Exercise material>
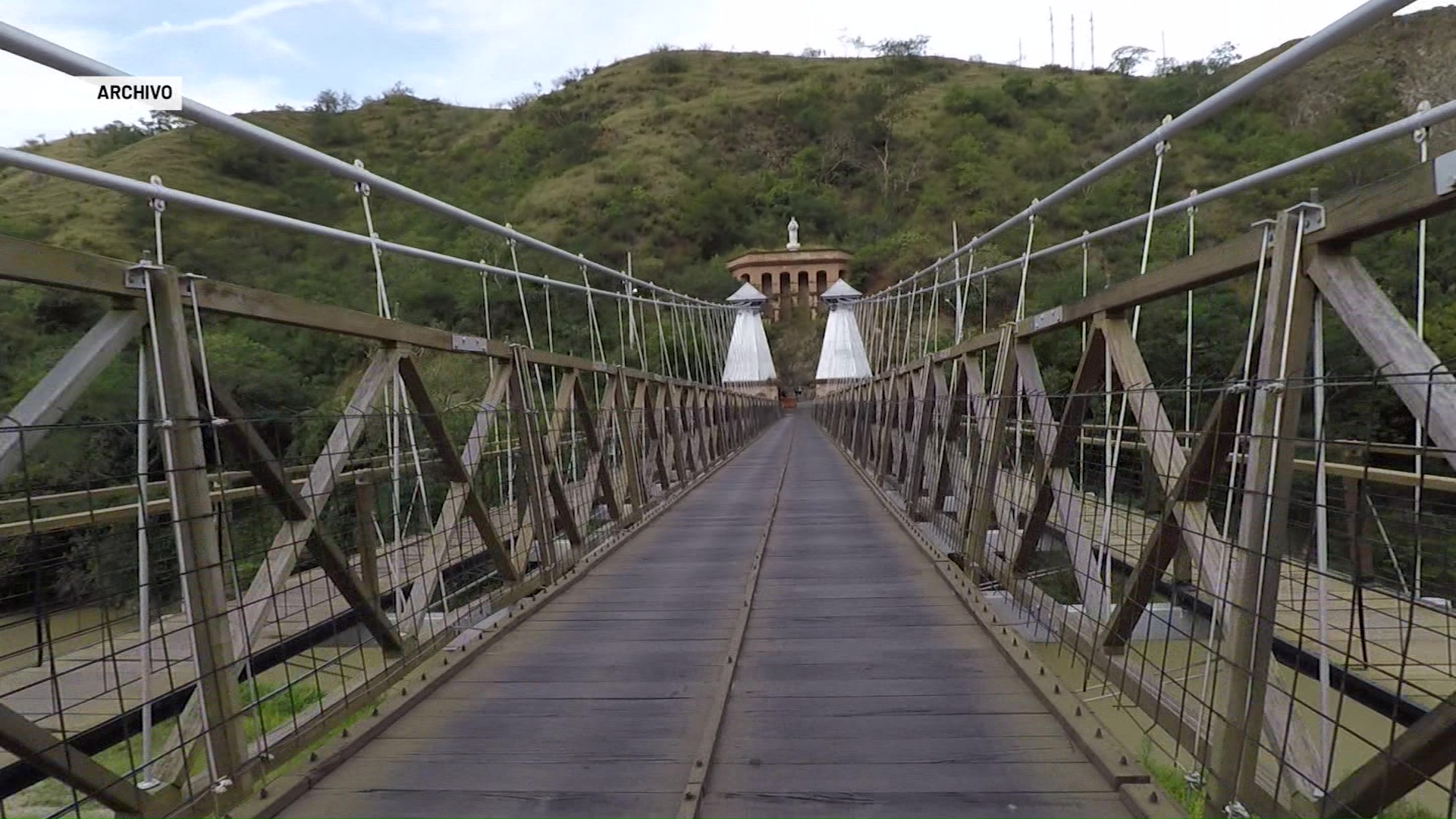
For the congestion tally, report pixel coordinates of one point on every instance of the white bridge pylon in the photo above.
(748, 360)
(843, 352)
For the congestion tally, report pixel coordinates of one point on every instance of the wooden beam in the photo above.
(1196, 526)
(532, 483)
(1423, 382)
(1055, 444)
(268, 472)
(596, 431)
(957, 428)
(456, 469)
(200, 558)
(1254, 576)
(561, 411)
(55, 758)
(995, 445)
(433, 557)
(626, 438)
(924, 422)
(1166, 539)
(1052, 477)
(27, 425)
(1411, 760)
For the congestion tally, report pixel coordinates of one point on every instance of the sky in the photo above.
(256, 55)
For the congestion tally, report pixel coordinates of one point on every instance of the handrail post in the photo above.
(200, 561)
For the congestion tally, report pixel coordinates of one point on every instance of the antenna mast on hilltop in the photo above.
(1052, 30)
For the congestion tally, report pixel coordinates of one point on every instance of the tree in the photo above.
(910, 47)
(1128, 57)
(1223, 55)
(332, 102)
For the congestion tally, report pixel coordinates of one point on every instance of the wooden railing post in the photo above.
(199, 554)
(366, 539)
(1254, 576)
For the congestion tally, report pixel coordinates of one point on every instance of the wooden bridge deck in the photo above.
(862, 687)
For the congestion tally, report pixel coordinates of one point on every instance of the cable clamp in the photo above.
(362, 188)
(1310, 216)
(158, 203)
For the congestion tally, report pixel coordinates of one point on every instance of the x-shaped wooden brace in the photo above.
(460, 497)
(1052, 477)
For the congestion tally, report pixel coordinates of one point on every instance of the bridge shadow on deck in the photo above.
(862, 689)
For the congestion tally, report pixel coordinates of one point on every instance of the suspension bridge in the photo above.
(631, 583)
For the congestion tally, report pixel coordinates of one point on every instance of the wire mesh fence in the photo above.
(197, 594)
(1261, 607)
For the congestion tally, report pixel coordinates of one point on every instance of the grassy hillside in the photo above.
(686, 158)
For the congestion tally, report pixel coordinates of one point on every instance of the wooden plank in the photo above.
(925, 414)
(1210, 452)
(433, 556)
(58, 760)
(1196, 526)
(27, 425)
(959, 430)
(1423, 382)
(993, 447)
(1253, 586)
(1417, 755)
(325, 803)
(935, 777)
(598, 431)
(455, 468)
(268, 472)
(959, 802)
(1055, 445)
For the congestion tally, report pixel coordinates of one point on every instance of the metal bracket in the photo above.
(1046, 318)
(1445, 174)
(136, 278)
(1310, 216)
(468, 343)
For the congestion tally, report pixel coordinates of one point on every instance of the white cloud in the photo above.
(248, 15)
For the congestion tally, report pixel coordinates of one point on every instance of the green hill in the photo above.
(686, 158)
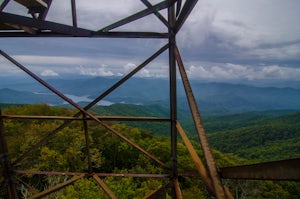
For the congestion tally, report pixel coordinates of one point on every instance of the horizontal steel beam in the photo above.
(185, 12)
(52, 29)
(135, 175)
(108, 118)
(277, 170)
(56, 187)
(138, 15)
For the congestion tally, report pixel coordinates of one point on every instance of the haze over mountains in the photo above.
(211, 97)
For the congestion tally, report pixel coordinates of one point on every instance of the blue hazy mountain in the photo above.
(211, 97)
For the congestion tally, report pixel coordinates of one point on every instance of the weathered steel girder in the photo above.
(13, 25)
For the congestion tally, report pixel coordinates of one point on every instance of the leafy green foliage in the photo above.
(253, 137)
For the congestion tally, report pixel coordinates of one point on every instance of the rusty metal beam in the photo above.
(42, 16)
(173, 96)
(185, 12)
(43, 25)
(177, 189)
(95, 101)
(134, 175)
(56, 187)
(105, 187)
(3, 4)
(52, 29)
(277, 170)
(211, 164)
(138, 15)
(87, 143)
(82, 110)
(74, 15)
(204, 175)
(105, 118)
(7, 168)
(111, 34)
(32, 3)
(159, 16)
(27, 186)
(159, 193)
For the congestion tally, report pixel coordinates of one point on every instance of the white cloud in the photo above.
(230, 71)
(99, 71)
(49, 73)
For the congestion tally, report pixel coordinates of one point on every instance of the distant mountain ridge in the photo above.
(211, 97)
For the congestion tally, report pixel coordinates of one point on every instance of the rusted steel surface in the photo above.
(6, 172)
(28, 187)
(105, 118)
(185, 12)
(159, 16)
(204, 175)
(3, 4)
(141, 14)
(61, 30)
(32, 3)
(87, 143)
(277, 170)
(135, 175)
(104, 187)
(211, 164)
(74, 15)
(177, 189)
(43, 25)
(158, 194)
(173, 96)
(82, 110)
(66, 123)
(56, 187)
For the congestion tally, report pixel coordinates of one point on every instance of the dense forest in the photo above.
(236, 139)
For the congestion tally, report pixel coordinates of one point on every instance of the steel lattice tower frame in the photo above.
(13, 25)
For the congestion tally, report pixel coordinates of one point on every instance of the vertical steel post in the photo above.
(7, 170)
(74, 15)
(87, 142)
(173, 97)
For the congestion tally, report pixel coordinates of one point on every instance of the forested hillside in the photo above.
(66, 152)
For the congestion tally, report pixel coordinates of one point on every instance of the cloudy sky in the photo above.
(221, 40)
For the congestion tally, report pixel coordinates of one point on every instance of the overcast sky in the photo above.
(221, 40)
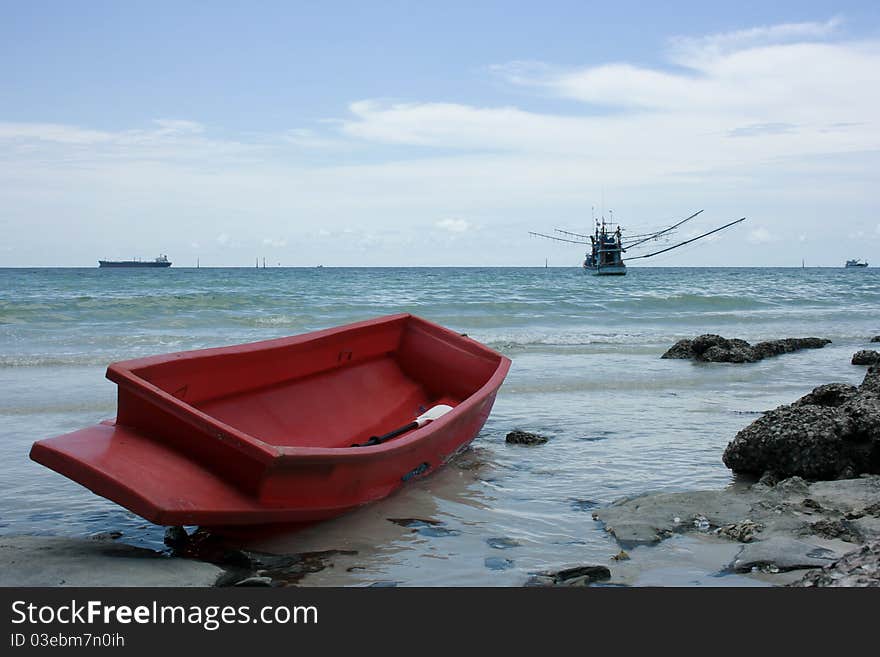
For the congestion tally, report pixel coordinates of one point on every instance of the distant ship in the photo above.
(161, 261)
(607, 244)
* * *
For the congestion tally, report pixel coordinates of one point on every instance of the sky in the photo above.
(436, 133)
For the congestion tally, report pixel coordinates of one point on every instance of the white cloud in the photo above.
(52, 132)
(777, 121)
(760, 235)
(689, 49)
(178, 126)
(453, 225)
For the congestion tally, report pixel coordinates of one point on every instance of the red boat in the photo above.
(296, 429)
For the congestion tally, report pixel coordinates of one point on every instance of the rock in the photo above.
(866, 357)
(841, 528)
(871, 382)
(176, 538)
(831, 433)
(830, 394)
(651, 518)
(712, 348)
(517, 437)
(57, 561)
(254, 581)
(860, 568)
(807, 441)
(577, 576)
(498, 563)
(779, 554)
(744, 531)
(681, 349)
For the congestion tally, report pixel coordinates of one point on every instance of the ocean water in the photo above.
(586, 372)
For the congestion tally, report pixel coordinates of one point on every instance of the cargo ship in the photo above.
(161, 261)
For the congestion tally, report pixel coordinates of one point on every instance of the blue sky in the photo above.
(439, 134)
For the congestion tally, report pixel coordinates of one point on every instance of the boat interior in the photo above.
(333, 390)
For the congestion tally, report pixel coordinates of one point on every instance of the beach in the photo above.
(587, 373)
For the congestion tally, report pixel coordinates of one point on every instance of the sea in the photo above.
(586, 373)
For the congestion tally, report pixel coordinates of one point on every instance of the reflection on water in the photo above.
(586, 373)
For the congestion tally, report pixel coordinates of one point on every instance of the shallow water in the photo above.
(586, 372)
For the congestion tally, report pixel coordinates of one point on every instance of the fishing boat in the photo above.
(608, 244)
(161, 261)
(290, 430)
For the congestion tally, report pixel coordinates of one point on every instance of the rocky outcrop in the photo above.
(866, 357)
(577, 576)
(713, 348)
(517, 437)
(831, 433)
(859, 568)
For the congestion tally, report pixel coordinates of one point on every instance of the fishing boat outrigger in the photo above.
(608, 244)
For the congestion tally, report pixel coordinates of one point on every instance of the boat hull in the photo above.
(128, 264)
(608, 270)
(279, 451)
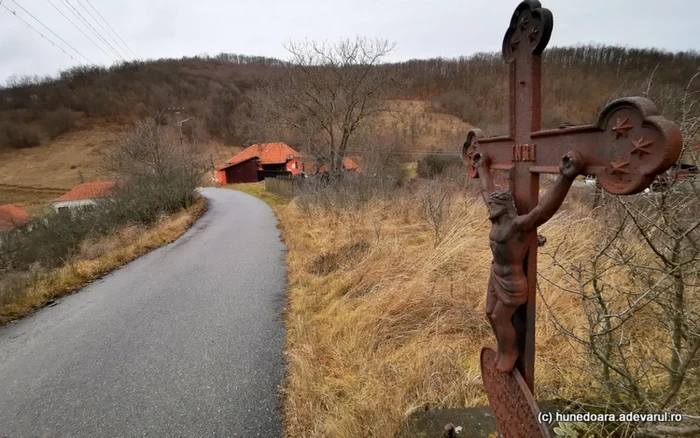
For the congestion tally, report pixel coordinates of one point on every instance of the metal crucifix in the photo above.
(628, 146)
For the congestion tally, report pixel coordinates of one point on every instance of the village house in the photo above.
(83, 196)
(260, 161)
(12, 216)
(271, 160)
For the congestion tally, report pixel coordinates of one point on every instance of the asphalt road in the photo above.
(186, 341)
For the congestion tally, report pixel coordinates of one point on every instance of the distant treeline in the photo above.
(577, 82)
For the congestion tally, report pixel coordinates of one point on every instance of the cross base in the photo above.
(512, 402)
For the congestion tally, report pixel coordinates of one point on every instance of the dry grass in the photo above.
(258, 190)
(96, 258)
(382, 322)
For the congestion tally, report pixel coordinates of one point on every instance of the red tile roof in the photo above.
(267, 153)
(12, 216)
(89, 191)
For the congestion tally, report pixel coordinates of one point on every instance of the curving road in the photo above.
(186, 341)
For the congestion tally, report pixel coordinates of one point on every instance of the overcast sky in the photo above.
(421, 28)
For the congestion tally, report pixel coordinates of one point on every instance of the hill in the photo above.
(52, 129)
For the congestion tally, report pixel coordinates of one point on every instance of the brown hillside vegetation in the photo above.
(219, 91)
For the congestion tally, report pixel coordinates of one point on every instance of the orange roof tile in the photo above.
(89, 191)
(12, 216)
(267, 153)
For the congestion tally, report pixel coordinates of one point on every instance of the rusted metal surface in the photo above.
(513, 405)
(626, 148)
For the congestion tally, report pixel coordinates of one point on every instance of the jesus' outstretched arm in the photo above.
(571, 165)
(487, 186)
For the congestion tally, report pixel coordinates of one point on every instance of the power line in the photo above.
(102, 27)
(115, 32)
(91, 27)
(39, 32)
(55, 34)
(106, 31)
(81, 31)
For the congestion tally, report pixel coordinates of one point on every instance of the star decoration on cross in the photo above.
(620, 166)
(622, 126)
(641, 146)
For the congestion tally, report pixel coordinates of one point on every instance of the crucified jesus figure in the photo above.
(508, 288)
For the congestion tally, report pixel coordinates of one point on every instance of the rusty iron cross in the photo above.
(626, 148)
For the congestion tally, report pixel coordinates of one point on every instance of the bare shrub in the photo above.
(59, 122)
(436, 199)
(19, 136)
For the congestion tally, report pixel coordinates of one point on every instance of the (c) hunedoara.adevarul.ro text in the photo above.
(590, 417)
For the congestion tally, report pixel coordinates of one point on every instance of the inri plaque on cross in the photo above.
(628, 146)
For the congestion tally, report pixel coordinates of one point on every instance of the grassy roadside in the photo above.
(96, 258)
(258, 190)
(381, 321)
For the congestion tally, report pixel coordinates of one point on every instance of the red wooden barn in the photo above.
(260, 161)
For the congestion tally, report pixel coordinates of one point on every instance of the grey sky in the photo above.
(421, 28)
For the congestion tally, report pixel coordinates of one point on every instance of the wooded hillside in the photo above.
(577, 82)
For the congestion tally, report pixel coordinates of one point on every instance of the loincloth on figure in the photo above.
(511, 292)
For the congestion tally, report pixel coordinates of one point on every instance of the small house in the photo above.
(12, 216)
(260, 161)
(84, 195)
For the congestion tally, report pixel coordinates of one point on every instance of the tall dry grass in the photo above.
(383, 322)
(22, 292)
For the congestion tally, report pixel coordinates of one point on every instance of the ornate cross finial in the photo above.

Exercise details>
Duplicate the lines, starting at the line that contains "on figure in the photo above." and ending at the line that contains "finial in the photo above.", with both of those lines included.

Solution to the exercise>
For the congestion tally, report pixel coordinates of one point on every instance of the loincloth on figure in the photo above.
(511, 292)
For the congestion tally, report pixel coordinates of one point on every instance of the small house in the photo above.
(12, 216)
(260, 161)
(84, 195)
For the congestion tally, report pixel coordinates of one point on every instance of the tall dry grass in the photo above.
(383, 322)
(22, 292)
For the congestion tally, report pixel coordinates of one point on every instance of the ornate cross finial in the photo above.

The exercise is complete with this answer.